ROWS -
****************
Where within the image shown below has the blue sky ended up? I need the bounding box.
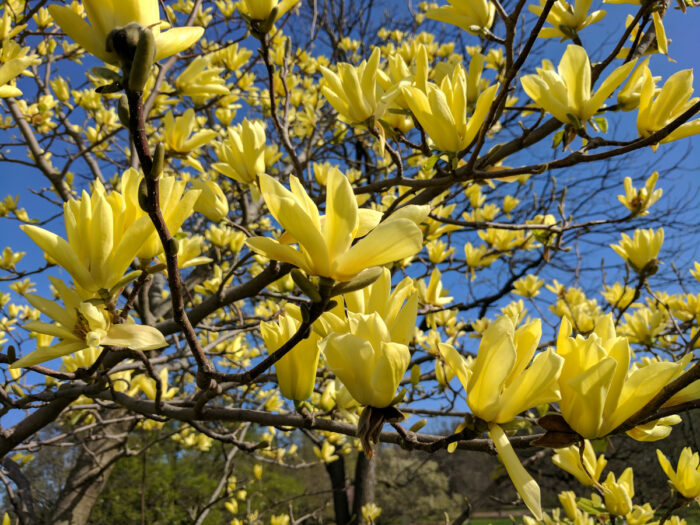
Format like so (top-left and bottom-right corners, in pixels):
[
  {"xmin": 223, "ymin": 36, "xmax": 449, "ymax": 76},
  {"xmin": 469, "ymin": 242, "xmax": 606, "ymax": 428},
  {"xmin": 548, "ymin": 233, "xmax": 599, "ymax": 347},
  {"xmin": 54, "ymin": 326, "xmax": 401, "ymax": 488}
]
[{"xmin": 0, "ymin": 0, "xmax": 700, "ymax": 430}]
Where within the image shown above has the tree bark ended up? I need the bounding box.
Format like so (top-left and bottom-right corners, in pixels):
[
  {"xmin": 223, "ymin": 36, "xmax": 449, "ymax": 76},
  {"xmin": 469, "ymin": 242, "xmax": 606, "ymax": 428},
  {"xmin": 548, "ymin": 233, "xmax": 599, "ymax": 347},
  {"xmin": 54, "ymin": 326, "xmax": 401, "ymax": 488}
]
[
  {"xmin": 350, "ymin": 452, "xmax": 377, "ymax": 525},
  {"xmin": 51, "ymin": 419, "xmax": 135, "ymax": 525},
  {"xmin": 326, "ymin": 456, "xmax": 350, "ymax": 525}
]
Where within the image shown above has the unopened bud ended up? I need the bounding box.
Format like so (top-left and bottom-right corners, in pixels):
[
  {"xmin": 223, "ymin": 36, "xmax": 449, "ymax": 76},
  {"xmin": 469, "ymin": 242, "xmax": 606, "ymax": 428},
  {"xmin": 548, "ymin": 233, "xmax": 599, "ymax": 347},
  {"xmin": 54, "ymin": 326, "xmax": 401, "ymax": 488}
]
[
  {"xmin": 117, "ymin": 95, "xmax": 129, "ymax": 129},
  {"xmin": 106, "ymin": 22, "xmax": 142, "ymax": 66},
  {"xmin": 260, "ymin": 6, "xmax": 279, "ymax": 35}
]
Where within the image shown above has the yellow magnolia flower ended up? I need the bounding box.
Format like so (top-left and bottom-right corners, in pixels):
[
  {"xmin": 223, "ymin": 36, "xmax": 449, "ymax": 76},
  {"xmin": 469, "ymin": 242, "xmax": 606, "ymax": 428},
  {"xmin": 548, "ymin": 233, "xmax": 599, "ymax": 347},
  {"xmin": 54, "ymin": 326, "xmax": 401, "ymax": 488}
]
[
  {"xmin": 192, "ymin": 179, "xmax": 228, "ymax": 222},
  {"xmin": 11, "ymin": 277, "xmax": 167, "ymax": 368},
  {"xmin": 0, "ymin": 52, "xmax": 39, "ymax": 98},
  {"xmin": 690, "ymin": 261, "xmax": 700, "ymax": 282},
  {"xmin": 627, "ymin": 416, "xmax": 680, "ymax": 441},
  {"xmin": 617, "ymin": 58, "xmax": 661, "ymax": 111},
  {"xmin": 438, "ymin": 316, "xmax": 563, "ymax": 519},
  {"xmin": 107, "ymin": 169, "xmax": 200, "ymax": 260},
  {"xmin": 610, "ymin": 228, "xmax": 664, "ymax": 273},
  {"xmin": 314, "ymin": 441, "xmax": 340, "ymax": 463},
  {"xmin": 163, "ymin": 108, "xmax": 216, "ymax": 153},
  {"xmin": 617, "ymin": 171, "xmax": 664, "ymax": 217},
  {"xmin": 321, "ymin": 47, "xmax": 385, "ymax": 124},
  {"xmin": 49, "ymin": 0, "xmax": 204, "ymax": 64},
  {"xmin": 260, "ymin": 304, "xmax": 320, "ymax": 401},
  {"xmin": 528, "ymin": 0, "xmax": 605, "ymax": 39},
  {"xmin": 552, "ymin": 439, "xmax": 608, "ymax": 487},
  {"xmin": 425, "ymin": 0, "xmax": 496, "ymax": 35},
  {"xmin": 520, "ymin": 44, "xmax": 635, "ymax": 127},
  {"xmin": 637, "ymin": 67, "xmax": 700, "ymax": 144},
  {"xmin": 175, "ymin": 56, "xmax": 229, "ymax": 102},
  {"xmin": 246, "ymin": 169, "xmax": 427, "ymax": 281},
  {"xmin": 320, "ymin": 312, "xmax": 413, "ymax": 408},
  {"xmin": 600, "ymin": 283, "xmax": 634, "ymax": 308},
  {"xmin": 625, "ymin": 503, "xmax": 656, "ymax": 525},
  {"xmin": 314, "ymin": 268, "xmax": 418, "ymax": 345},
  {"xmin": 238, "ymin": 0, "xmax": 299, "ymax": 20},
  {"xmin": 557, "ymin": 314, "xmax": 690, "ymax": 439},
  {"xmin": 212, "ymin": 119, "xmax": 266, "ymax": 186},
  {"xmin": 656, "ymin": 447, "xmax": 700, "ymax": 503},
  {"xmin": 402, "ymin": 64, "xmax": 498, "ymax": 153},
  {"xmin": 601, "ymin": 467, "xmax": 634, "ymax": 516},
  {"xmin": 20, "ymin": 181, "xmax": 154, "ymax": 296}
]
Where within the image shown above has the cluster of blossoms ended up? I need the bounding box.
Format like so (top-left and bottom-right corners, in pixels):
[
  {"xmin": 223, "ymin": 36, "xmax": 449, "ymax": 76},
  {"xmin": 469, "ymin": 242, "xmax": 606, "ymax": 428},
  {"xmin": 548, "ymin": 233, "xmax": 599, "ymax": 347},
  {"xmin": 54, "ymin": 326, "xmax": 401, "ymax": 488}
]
[{"xmin": 0, "ymin": 0, "xmax": 700, "ymax": 523}]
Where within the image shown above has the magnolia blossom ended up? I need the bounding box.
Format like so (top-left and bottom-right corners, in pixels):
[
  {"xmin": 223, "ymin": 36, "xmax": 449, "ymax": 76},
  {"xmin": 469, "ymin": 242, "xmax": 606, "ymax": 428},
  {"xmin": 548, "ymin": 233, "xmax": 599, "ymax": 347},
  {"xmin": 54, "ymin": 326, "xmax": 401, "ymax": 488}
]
[
  {"xmin": 402, "ymin": 65, "xmax": 498, "ymax": 153},
  {"xmin": 520, "ymin": 44, "xmax": 635, "ymax": 126},
  {"xmin": 439, "ymin": 317, "xmax": 563, "ymax": 519},
  {"xmin": 260, "ymin": 304, "xmax": 320, "ymax": 401},
  {"xmin": 11, "ymin": 277, "xmax": 167, "ymax": 368},
  {"xmin": 246, "ymin": 169, "xmax": 427, "ymax": 281},
  {"xmin": 656, "ymin": 447, "xmax": 700, "ymax": 503},
  {"xmin": 49, "ymin": 0, "xmax": 204, "ymax": 64},
  {"xmin": 320, "ymin": 312, "xmax": 411, "ymax": 408}
]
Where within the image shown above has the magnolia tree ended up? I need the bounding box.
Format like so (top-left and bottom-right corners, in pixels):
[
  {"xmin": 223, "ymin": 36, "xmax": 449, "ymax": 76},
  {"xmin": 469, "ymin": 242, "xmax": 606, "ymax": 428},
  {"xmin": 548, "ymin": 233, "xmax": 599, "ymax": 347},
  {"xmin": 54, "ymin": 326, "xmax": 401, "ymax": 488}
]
[{"xmin": 0, "ymin": 0, "xmax": 700, "ymax": 525}]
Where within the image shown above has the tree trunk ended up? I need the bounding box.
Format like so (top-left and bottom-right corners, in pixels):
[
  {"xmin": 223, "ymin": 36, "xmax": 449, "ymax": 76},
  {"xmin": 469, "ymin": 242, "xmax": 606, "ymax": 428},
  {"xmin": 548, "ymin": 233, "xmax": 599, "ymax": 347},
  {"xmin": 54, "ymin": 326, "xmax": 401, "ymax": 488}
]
[
  {"xmin": 350, "ymin": 452, "xmax": 377, "ymax": 525},
  {"xmin": 326, "ymin": 456, "xmax": 350, "ymax": 525},
  {"xmin": 51, "ymin": 419, "xmax": 135, "ymax": 525}
]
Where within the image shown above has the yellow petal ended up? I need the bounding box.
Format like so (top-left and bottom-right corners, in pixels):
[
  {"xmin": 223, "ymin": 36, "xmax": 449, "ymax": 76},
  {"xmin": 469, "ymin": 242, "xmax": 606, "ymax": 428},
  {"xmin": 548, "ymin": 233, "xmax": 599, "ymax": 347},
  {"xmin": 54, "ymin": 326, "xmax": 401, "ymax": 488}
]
[
  {"xmin": 559, "ymin": 44, "xmax": 591, "ymax": 116},
  {"xmin": 467, "ymin": 317, "xmax": 516, "ymax": 421},
  {"xmin": 20, "ymin": 224, "xmax": 95, "ymax": 290},
  {"xmin": 494, "ymin": 349, "xmax": 564, "ymax": 423},
  {"xmin": 489, "ymin": 425, "xmax": 542, "ymax": 521},
  {"xmin": 323, "ymin": 170, "xmax": 358, "ymax": 261},
  {"xmin": 10, "ymin": 341, "xmax": 87, "ymax": 368},
  {"xmin": 333, "ymin": 219, "xmax": 423, "ymax": 281},
  {"xmin": 246, "ymin": 237, "xmax": 311, "ymax": 273},
  {"xmin": 155, "ymin": 27, "xmax": 204, "ymax": 62},
  {"xmin": 48, "ymin": 5, "xmax": 117, "ymax": 64},
  {"xmin": 101, "ymin": 323, "xmax": 168, "ymax": 350}
]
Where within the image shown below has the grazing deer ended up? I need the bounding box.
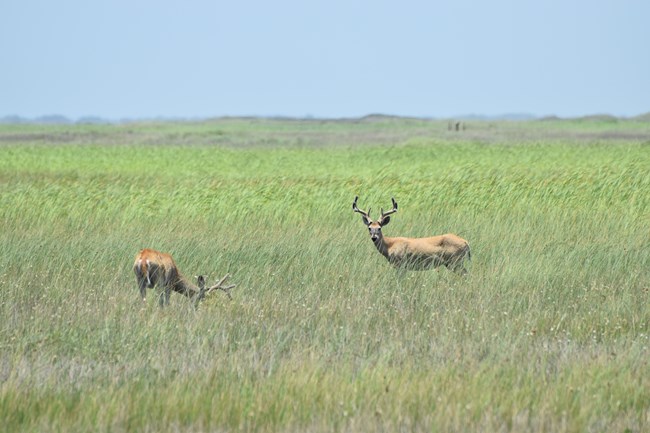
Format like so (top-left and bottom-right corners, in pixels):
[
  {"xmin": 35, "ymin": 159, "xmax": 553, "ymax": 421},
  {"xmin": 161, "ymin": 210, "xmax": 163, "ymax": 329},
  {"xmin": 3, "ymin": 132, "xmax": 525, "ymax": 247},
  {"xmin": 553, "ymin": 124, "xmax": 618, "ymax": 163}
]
[
  {"xmin": 352, "ymin": 197, "xmax": 471, "ymax": 274},
  {"xmin": 133, "ymin": 248, "xmax": 235, "ymax": 307}
]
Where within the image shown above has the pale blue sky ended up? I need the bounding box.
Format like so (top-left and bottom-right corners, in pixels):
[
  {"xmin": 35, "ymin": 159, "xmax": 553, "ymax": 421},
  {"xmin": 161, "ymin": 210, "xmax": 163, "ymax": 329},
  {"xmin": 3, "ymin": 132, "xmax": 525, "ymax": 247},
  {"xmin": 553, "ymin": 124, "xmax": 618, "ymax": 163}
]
[{"xmin": 0, "ymin": 0, "xmax": 650, "ymax": 120}]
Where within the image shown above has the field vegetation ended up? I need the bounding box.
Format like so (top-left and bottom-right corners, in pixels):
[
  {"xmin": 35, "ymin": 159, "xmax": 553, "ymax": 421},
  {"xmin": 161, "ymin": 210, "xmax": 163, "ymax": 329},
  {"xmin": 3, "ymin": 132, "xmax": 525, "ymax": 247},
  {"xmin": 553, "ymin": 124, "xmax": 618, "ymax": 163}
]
[{"xmin": 0, "ymin": 116, "xmax": 650, "ymax": 432}]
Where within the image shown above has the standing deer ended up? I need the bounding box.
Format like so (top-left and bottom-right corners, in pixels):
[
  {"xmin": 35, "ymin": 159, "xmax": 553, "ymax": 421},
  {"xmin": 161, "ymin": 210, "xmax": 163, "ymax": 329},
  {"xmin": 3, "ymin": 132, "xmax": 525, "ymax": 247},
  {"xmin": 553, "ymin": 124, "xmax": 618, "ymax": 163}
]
[
  {"xmin": 133, "ymin": 248, "xmax": 235, "ymax": 307},
  {"xmin": 352, "ymin": 197, "xmax": 471, "ymax": 274}
]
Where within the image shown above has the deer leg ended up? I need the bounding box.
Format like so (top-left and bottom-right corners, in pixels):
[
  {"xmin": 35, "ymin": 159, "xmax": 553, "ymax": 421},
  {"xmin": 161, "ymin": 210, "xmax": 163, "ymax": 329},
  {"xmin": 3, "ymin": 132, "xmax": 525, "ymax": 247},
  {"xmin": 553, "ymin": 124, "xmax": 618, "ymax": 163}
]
[
  {"xmin": 138, "ymin": 279, "xmax": 147, "ymax": 302},
  {"xmin": 160, "ymin": 285, "xmax": 172, "ymax": 308}
]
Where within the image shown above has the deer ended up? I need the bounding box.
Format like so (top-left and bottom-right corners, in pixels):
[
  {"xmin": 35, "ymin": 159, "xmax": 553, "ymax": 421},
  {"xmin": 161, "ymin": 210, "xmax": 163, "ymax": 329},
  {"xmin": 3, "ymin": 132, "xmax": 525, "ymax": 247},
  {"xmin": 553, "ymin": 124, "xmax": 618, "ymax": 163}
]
[
  {"xmin": 133, "ymin": 248, "xmax": 236, "ymax": 308},
  {"xmin": 352, "ymin": 196, "xmax": 472, "ymax": 275}
]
****************
WRITTEN PROBLEM - Report every line of the records above that contains the word "magnolia", copying each such line in full. Count a line only if the word matches in case.

EXERCISE SOLUTION -
Where within the image shown above has the yellow magnolia flower ended up? I need the bounding box.
Where within the image shown above has the magnolia blossom ended up? I need the bounding box.
Where within the image shown above has the magnolia tree ended up? I need the bounding box.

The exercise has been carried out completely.